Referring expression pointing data
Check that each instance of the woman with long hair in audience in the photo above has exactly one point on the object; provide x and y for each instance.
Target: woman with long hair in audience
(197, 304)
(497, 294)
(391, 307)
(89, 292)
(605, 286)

What is required
What is needed is an exact copy of every entry above.

Solution for this task
Check that each instance of the woman with long hair in audience in the photo above has exactly one point on the object; provide x and y for each instance.
Target: woman with long hair in audience
(197, 304)
(497, 294)
(391, 307)
(89, 292)
(605, 286)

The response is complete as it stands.